**INPUT DATA:**
**********
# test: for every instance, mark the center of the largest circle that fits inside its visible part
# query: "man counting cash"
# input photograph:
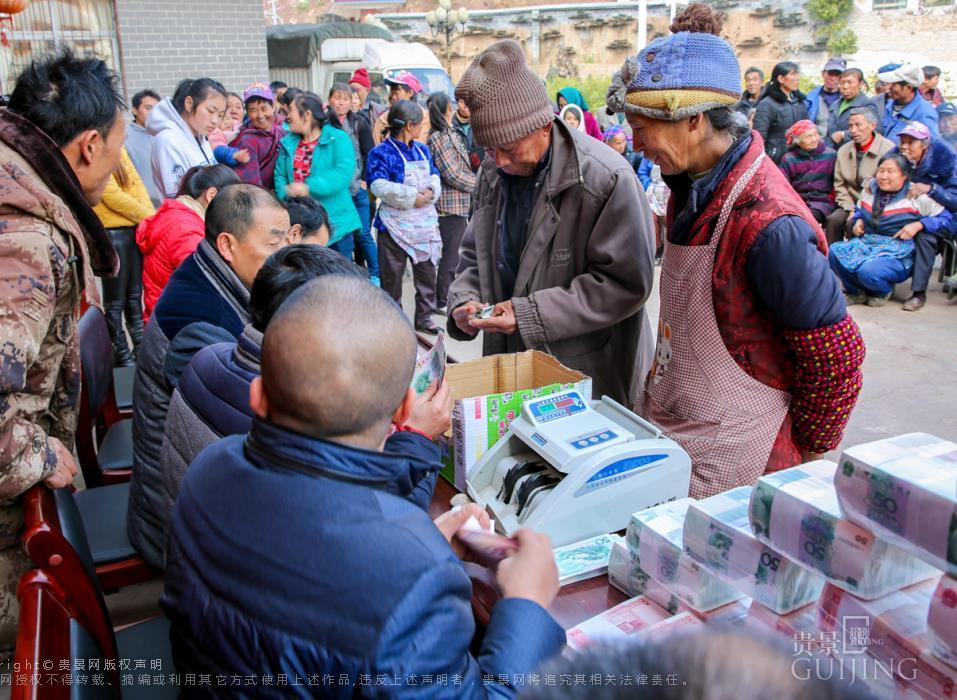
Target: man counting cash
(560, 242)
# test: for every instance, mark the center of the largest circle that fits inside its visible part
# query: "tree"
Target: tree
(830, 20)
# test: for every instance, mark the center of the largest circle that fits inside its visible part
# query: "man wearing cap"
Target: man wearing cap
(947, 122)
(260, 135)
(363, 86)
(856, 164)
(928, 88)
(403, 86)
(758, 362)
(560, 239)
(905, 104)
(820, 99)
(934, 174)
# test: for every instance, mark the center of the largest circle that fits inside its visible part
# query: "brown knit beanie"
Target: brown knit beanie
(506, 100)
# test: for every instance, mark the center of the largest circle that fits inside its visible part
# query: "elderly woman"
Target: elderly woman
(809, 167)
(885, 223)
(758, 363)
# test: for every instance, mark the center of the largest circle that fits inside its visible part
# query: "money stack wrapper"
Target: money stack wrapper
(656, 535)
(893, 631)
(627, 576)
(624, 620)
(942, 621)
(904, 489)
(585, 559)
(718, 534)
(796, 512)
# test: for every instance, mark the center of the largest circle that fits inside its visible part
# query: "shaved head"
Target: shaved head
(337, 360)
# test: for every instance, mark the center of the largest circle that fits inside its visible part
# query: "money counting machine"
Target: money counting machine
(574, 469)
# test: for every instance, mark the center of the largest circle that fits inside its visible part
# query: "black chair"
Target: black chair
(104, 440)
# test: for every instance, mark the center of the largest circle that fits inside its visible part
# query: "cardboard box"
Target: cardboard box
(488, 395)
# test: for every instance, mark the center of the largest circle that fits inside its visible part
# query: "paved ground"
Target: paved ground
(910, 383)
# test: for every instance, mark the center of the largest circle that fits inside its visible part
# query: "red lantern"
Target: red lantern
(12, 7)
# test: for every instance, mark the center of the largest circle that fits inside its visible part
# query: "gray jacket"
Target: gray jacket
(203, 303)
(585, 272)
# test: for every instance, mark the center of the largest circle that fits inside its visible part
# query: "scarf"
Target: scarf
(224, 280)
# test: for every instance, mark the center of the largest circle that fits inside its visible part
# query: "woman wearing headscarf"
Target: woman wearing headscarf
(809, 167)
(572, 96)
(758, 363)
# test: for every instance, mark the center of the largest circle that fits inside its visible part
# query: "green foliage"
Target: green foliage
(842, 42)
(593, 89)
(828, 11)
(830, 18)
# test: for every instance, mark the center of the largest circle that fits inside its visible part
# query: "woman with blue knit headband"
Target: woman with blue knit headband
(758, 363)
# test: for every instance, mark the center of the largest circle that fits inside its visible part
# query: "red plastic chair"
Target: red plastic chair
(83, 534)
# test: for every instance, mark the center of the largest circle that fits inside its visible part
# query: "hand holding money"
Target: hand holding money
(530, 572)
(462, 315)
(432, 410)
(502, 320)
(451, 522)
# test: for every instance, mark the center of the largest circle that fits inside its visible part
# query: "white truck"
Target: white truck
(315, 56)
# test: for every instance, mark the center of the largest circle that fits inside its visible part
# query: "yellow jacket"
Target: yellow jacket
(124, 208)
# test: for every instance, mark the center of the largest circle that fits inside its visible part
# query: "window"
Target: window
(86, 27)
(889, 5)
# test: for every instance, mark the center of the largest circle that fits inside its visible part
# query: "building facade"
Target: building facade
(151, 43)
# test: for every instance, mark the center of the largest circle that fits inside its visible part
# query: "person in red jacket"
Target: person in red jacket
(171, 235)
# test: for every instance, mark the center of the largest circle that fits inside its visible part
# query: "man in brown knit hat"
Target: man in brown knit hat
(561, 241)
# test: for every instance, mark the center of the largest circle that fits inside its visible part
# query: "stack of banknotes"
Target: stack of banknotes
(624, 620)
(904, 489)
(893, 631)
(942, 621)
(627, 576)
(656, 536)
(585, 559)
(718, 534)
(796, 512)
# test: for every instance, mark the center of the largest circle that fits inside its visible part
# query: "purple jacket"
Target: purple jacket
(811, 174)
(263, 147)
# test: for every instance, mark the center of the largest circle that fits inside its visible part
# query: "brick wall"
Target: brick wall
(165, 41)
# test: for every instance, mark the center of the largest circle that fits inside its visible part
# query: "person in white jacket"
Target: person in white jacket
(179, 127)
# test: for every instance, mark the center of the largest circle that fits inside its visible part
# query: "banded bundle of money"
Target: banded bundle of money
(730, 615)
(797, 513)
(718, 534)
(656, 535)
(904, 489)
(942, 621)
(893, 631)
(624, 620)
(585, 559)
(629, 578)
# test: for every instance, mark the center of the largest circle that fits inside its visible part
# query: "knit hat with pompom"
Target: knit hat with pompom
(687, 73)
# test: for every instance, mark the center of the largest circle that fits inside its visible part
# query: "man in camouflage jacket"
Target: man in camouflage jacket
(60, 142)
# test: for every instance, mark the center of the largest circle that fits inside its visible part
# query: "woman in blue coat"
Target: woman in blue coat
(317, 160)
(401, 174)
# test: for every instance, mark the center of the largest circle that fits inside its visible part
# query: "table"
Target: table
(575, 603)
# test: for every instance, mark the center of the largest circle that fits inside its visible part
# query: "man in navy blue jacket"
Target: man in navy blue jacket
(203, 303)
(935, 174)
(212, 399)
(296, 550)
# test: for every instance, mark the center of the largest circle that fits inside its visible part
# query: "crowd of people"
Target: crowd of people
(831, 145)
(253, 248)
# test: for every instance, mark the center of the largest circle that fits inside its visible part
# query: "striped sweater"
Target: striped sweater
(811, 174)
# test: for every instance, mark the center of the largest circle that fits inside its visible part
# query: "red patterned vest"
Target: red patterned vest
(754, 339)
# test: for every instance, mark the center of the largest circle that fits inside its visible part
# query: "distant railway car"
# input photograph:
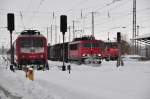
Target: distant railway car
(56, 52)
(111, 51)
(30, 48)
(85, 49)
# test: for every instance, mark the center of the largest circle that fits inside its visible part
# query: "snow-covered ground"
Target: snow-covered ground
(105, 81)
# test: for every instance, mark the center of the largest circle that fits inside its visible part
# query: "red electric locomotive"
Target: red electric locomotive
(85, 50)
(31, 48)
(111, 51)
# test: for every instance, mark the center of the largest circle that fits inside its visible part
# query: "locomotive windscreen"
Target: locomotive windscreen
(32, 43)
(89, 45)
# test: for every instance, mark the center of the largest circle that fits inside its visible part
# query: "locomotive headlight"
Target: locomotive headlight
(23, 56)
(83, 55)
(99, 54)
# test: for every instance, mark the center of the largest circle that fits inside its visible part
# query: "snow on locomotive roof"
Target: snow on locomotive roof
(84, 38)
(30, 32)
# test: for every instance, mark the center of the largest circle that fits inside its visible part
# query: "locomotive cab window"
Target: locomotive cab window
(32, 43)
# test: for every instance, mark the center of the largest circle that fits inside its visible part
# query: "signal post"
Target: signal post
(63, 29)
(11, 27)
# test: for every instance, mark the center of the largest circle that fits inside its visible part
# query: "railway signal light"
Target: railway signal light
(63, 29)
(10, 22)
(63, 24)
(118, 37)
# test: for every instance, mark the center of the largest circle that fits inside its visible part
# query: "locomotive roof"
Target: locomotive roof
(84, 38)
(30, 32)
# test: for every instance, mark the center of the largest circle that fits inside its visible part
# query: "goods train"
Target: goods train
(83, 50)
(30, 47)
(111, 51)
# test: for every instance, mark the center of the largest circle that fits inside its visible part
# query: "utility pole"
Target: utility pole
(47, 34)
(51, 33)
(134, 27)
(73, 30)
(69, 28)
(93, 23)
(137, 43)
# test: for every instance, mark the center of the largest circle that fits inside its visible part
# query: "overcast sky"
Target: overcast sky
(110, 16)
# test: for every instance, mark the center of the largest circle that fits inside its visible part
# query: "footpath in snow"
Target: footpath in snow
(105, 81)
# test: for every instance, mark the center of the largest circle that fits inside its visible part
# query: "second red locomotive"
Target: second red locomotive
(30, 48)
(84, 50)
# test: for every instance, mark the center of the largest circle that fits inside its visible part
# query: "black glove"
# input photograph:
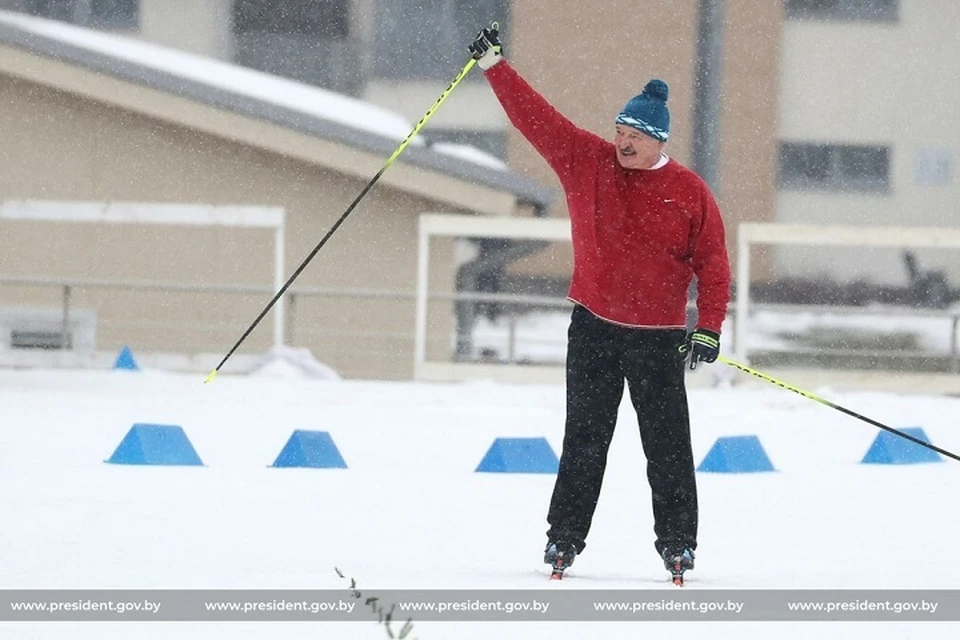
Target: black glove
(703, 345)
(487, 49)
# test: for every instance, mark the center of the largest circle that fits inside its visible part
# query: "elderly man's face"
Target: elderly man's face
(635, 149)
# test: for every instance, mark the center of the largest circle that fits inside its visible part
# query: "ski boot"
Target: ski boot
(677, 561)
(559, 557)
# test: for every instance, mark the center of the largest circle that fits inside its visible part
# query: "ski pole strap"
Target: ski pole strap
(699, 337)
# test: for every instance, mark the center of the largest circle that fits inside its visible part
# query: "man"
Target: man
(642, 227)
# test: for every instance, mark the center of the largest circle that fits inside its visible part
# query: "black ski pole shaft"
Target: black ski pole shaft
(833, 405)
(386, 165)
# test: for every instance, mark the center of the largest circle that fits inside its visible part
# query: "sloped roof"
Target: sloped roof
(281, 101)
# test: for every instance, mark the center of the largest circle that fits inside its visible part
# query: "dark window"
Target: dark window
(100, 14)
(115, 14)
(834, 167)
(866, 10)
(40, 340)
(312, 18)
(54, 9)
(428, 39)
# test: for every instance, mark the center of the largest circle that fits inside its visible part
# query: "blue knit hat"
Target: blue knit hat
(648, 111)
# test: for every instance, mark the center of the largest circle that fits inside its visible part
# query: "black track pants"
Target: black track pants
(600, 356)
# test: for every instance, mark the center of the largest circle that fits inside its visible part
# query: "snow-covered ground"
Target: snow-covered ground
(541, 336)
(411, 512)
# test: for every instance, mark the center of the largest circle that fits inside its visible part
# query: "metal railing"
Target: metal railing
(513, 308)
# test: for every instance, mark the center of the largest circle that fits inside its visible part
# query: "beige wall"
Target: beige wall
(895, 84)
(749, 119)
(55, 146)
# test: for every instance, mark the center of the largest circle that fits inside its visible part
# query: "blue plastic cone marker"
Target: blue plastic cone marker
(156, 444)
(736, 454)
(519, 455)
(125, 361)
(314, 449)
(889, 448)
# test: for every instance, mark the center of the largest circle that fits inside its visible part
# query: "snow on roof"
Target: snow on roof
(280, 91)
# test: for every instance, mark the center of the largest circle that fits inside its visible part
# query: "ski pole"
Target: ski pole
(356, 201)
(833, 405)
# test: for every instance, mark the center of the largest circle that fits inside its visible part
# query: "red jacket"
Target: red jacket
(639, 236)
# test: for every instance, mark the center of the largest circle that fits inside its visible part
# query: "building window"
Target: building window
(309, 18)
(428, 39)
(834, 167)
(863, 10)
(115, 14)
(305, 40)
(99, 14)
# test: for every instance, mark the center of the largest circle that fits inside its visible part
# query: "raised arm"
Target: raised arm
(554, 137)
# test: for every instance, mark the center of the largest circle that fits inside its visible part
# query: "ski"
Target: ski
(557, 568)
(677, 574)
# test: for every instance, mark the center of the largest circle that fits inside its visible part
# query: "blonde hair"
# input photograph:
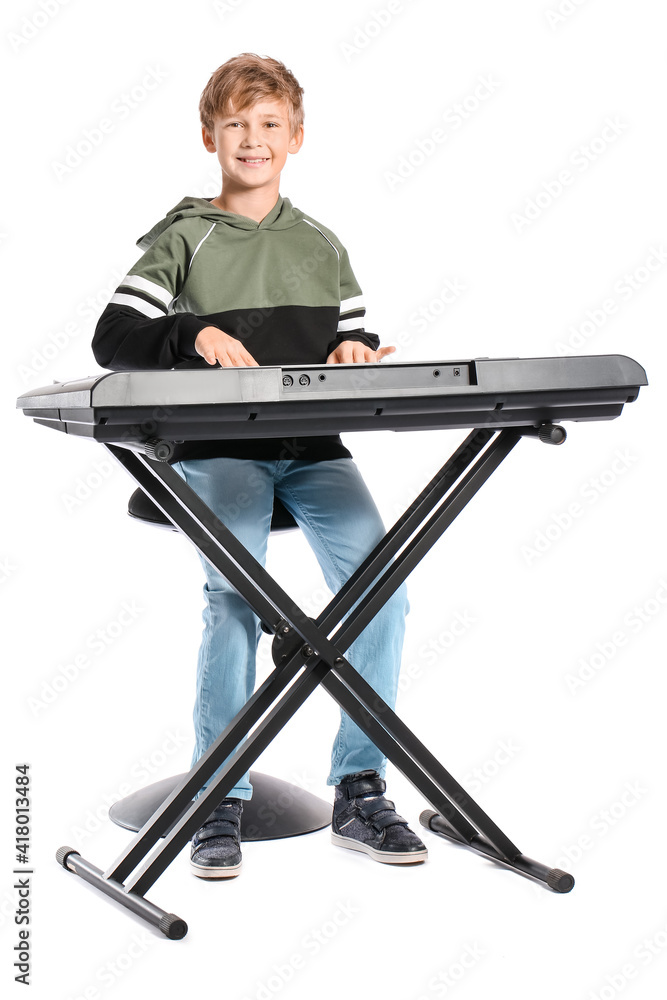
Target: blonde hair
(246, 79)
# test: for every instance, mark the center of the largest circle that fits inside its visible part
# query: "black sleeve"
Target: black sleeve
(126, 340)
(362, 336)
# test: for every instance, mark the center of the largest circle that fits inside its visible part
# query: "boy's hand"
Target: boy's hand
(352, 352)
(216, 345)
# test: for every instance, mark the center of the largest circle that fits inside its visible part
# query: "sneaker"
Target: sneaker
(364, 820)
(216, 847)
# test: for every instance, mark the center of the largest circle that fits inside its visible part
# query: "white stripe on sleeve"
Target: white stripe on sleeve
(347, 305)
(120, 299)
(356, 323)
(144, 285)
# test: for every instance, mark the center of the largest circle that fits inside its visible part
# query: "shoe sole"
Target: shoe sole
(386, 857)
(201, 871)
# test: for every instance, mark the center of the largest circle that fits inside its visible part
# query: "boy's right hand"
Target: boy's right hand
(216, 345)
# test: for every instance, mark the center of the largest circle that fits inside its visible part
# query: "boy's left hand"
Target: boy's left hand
**********
**WHAT TO PRODUCE:** Return each line of the preceding material in which "left" can be found.

**ANSWER SECTION:**
# query: "boy's left hand"
Target: boy's left hand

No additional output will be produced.